Het hoofd bieden aan verlegenheid
Nuttige feiten die jonge mensen dienen te weten
VIND je het moeilijk een gesprek te beginnen, vooral met vreemden? Maak je niet gemakkelijk kennis met anderen? Aarzel je om aan groepsactiviteiten deel te nemen? Dan heb je klaarblijkelijk met het probleem verlegenheid te kampen.
Verlegenheid kan aantrekkelijk zijn. Dit is op zijn minst zo in het geval van kleine kinderen — kleine peuters die je met grote ogen aanstaren of die hun gezichtje reeds bij het minste teken van aandacht verbergen. Scheppen wij er echter zelfs in het geval van deze kleine kinderen geen vreugde in wanneer wij zien dat zij hun schuchterheid overwinnen en vertrouwen in ons gaan stellen en dat zij zelfs een zekere kinderlijke geestdrift ten toon spreiden?
Je bent geen klein kind meer. En naarmate wij ouder worden, verwachten mensen terecht iets meer van ons. Het is zoals de apostel Paulus het onder woorden bracht: „Toen ik een klein kind was, sprak ik als een klein kind, dacht ik als een klein kind, overlegde ik als een klein kind; nu ik echter een man ben geworden, heb ik de trekken van een klein kind weggedaan” (1 Kor. 13:11). Het is waar dat een zekere mate van verlegenheid, zelfs bij volwassenen, soms aantrekkelijk kan zijn. Verlegenheid is verwant aan bescheidenheid, een nederige houding met betrekking tot zichzelf, en bescheidenheid is altijd aantrekkelijk, ongeacht hoe oud iemand is.
De belemmerende uitwerking van verlegenheid overschrijdt echter die van bescheidenheid. En als verlegenheid ernstige vormen gaat aannemen, kan ze je beslist beletten ten volle van het leven te genieten. Ze kan met een touw of ketting worden vergeleken die je in je bewegingsvrijheid belemmert. Ze kan je groei tot een volwassen man of vrouw vertragen en je in je ontwikkelingsjaren in werkelijkheid kostbare tijd doen verliezen. Ze kan er zelfs toe leiden dat iets eenvoudigs, zoals het eten van een maaltijd in aanwezigheid van anderen, tot een onaangename taak wordt.
Maar waarom zijn sommige mensen verlegen of bedeesd en anderen niet? Hoe kan verlegenheid overwonnen of op zijn minst in bedwang gehouden worden, zodat ze je niet van de vreugde van het leven berooft?
In de eerste plaats is het goed te beseffen dat normaal zijn, nog niet wil zeggen dat je spraakzaam bent en dolgraag in het gezelschap van anderen verkeert. Wij kunnen allemaal blij zijn dat sommige mensen van nature rustiger zijn dan anderen en dat sommigen er niet voor terugschrikken bepaalde periodes alleen te zijn om serieus te studeren, te denken of alleen maar te mediteren, Zulke personen zullen misschien niet zo’n groot aandeel aan een gesprek hebben als anderen. Maar wat zij zeggen, kan waardevol en van een goed gehalte zijn. (Vergelijk Spreuken 17:27, 28.) Er is echter een verschil tussen van nature rustig of bedaard te zijn en pijnlijk verlegen, beschroomd of bedeesd te zijn. Waardoor worden deze laatstgenoemde eigenschappen veroorzaakt?

• Materiaal bij oefening:
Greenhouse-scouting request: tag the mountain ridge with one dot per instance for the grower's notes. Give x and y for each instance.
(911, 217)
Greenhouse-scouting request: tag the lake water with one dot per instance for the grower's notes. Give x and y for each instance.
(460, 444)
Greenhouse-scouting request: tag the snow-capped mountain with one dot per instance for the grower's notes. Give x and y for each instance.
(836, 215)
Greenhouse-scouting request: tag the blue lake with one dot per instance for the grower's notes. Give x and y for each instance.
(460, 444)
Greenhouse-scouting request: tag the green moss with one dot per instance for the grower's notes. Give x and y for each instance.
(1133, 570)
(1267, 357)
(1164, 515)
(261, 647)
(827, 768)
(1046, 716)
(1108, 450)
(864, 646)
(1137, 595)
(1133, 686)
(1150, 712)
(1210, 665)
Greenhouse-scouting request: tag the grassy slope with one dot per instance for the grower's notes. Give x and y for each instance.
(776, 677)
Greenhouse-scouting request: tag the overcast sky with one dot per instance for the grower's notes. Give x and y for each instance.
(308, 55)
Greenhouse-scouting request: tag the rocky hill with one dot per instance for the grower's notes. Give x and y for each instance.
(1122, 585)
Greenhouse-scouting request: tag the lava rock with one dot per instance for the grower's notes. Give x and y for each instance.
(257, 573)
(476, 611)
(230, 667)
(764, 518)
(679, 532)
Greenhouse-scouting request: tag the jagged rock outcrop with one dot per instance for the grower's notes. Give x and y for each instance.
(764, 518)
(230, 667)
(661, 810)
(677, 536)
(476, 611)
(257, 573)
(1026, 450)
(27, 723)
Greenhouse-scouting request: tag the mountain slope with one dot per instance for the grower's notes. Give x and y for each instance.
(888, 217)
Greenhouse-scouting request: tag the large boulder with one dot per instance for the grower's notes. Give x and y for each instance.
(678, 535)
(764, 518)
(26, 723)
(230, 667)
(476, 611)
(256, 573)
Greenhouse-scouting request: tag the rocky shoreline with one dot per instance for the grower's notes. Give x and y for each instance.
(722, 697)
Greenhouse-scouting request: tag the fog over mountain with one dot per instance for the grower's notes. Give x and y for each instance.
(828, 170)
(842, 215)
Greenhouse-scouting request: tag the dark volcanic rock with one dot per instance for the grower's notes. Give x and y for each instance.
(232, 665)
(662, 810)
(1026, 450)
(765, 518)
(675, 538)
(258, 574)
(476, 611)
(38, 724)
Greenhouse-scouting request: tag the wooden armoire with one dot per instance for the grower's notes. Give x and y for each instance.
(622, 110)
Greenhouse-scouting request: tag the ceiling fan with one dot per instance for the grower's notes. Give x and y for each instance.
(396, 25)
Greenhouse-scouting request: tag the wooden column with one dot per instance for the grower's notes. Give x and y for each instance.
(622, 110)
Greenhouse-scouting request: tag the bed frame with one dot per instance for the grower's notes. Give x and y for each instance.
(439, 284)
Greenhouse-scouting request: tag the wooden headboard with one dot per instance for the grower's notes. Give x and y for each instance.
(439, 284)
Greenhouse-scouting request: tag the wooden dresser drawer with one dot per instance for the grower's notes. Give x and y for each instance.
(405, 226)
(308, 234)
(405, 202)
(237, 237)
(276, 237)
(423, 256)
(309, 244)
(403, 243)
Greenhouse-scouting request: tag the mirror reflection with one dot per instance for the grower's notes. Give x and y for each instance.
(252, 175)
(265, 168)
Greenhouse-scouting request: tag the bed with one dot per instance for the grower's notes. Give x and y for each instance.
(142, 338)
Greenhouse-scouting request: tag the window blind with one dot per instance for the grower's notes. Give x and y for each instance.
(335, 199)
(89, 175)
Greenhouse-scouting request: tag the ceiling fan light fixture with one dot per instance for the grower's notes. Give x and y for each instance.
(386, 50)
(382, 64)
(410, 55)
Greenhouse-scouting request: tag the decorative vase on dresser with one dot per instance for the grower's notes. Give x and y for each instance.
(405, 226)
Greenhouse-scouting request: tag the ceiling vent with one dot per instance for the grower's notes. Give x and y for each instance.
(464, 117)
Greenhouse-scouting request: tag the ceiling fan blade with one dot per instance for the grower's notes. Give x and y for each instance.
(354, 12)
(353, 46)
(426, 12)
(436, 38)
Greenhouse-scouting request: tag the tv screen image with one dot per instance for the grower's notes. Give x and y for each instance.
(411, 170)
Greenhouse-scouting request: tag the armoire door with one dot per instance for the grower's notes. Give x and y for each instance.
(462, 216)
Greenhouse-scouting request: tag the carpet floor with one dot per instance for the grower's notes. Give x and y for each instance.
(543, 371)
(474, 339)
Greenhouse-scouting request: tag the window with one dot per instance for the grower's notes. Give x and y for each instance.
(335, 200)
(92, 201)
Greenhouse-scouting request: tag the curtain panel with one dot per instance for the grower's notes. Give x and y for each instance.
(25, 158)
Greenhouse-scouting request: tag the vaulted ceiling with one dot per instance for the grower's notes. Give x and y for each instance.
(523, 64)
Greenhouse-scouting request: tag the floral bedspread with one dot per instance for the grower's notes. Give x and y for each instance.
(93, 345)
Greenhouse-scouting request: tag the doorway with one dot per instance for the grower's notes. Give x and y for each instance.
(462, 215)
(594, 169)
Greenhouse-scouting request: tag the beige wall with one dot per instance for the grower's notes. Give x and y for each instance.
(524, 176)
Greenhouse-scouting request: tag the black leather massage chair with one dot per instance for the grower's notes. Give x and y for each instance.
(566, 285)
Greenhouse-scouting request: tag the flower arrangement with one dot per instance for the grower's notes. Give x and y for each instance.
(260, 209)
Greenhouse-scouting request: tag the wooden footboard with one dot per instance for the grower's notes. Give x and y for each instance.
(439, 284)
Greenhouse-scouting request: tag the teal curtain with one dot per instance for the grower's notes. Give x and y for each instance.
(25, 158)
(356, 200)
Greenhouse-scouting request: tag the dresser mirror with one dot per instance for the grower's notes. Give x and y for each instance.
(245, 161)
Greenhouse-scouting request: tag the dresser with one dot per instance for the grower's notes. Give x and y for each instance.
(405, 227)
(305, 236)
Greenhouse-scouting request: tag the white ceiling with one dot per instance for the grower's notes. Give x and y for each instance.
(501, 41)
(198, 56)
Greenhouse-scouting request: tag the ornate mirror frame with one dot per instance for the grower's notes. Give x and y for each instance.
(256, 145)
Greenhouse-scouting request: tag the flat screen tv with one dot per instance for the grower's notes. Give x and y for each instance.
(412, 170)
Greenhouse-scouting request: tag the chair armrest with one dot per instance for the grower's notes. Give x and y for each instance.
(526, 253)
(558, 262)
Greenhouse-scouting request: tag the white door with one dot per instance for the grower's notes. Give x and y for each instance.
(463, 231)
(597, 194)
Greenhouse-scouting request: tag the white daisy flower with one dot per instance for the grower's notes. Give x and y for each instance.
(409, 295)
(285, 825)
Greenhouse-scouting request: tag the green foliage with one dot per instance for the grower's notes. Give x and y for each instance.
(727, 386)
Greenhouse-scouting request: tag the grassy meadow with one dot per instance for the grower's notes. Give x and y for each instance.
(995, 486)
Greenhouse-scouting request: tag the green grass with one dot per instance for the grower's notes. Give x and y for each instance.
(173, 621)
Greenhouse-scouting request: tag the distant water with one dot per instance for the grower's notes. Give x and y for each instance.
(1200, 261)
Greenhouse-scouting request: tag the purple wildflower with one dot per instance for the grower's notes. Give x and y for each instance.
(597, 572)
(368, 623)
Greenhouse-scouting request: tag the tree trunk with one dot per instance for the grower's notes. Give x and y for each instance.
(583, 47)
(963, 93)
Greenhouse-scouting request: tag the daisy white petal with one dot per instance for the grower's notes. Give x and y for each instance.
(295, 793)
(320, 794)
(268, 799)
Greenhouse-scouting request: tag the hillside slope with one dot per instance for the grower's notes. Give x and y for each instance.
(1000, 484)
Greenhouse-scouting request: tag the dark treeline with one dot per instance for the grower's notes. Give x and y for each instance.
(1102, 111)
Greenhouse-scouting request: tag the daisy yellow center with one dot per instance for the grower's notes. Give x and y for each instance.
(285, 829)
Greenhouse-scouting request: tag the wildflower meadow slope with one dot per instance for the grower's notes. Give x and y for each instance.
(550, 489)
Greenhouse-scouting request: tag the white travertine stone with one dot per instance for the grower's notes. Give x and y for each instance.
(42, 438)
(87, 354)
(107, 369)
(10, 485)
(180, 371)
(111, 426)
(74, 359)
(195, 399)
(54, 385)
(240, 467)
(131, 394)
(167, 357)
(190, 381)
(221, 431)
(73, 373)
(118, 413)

• Opdrachten:
• A. Waarmee wordt verlegenheid in de tekst over verlegenheid vergeleken?
• B. Herschrijf alles in de records vanaf de regel met "Greenhouse-scouting request: tag the white travertine" tot en met de laatste regel van de records als een JSON-lijst van strings. Maak van elke regel één string en laat lege regels weg.

• Antwoorden op volgorde:
• A. Met een touw of ketting die je in je bewegingsvrijheid belemmert.

• B.
[
  "Greenhouse-scouting request: tag the white travertine stone with one dot per instance for the grower's notes. Give x and y for each instance.",
  "(42, 438)",
  "(87, 354)",
  "(107, 369)",
  "(10, 485)",
  "(180, 371)",
  "(111, 426)",
  "(74, 359)",
  "(195, 399)",
  "(54, 385)",
  "(240, 467)",
  "(131, 394)",
  "(167, 357)",
  "(190, 381)",
  "(221, 431)",
  "(73, 373)",
  "(118, 413)"
]